Problem description » Output all of the entries below precisely as written.
++++ Provided data
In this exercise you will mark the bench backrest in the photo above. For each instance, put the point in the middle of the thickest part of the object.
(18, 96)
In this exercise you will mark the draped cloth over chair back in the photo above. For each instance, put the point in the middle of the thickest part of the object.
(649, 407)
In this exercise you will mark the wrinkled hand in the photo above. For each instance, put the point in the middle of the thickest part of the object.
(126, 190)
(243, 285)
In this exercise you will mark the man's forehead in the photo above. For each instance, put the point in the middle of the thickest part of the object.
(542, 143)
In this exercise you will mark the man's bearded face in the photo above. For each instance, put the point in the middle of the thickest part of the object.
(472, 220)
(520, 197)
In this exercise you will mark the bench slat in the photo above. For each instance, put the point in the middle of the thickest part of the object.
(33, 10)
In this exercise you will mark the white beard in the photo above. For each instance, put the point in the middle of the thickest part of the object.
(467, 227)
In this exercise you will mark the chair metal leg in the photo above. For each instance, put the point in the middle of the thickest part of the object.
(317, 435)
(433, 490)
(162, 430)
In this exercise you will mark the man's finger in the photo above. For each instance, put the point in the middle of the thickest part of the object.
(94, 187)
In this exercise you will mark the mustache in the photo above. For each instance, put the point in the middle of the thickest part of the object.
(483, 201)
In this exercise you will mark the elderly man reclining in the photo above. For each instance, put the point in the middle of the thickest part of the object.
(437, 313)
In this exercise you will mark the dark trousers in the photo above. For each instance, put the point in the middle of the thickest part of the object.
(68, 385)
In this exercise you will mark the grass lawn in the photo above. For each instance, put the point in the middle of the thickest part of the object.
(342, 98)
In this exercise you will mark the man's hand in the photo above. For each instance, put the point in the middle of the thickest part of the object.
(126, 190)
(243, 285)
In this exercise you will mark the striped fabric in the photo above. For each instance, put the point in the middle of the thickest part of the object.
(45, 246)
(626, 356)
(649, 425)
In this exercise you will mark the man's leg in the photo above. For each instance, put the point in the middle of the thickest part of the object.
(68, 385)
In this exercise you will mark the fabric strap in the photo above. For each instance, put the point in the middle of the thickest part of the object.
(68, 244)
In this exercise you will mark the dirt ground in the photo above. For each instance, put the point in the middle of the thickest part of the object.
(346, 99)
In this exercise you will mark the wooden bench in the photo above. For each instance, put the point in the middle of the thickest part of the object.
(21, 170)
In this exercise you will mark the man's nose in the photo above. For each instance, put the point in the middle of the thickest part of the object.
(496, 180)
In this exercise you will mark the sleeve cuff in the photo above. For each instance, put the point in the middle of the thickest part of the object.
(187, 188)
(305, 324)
++++++++
The solution »
In this exercise you will mark the bench backrest in the photo above. For each instance, put the point in the middle of the thickest part of the object.
(18, 96)
In this exercise you will mark the draped cloth over chair back in the photo above. For each instance, put the point in the middle of the thickest part of the object.
(649, 407)
In this exercise you will mark the wrinkled hand in the photo above. For each instance, put the point in the middle of the thickest part of the object.
(126, 190)
(243, 285)
In this exercise you will mark the man's forehead in the photo above. For each instance, put the point in the middle of the thickest part of the object.
(542, 143)
In this exercise you will mark the man's bearded face in the photo above. For each instance, put the point in the middle of the thickest part of the object.
(472, 220)
(520, 197)
In this exercise you will mark the bench slat in the photo above. For each instance, put the point in the middle of the thickest part of the object.
(33, 10)
In this exercise you will mark the white beard in the photo above. For each instance, put the point in the middle of the thickest part of the object.
(467, 227)
In this exercise you will mark the chair metal leg in the photo above. For each instance, put the point in the middle of the thickest part of the object.
(317, 435)
(433, 490)
(162, 430)
In this exercise you will mark the man's finger in the photo above. For each instance, put the point in the middle of the thickest part of the object.
(94, 187)
In this exercise you will mark the mustache in the photo above. For each instance, put the point in the middle of the thickest part of the object.
(483, 201)
In this exercise you will mark the elderly man reclining in the photo above. For each instance, put the point in the middle of the thickest part of the object.
(437, 313)
In this exercise you will mark the dark trousers in the photo above. For each instance, put the point in the middle of the thickest part of the object.
(68, 385)
In this exercise you will mark the grass lawn in the photo above. For each instance, put the point in the middle of the thickest part of the object.
(342, 98)
In this exercise you will mark the man's hand in the photo above. For each instance, put the point in the middle of the thickest part of the object.
(126, 190)
(243, 285)
In this exercise you will mark the striped fabric in the photo above. For each instance, put the point in the middle of the thickest part of the object.
(45, 246)
(626, 356)
(649, 425)
In this exercise you will mark the man's leg in the photo above. For each instance, put the point in the middle of the thickest part of the object.
(68, 385)
In this exercise you will mark the fabric strap in the photo above. For each instance, put the point in the middle of the thickest part of the object.
(68, 244)
In this exercise you will mark the dirt ground in the photo above. For each instance, put the point in the middle of the thickest part of the object.
(346, 99)
In this exercise you will mark the wooden bench in the photo above. For each instance, put the point in the middle of the thickest part of the object.
(21, 170)
In this exercise you will mark the man's nose in the photo above. For each instance, put the point in the middle of the thickest part of the object.
(496, 180)
In this exercise you will mark the sleeve cuff in the photo above. For each instance, put the point in the middle of the thickest part of the object.
(187, 188)
(305, 324)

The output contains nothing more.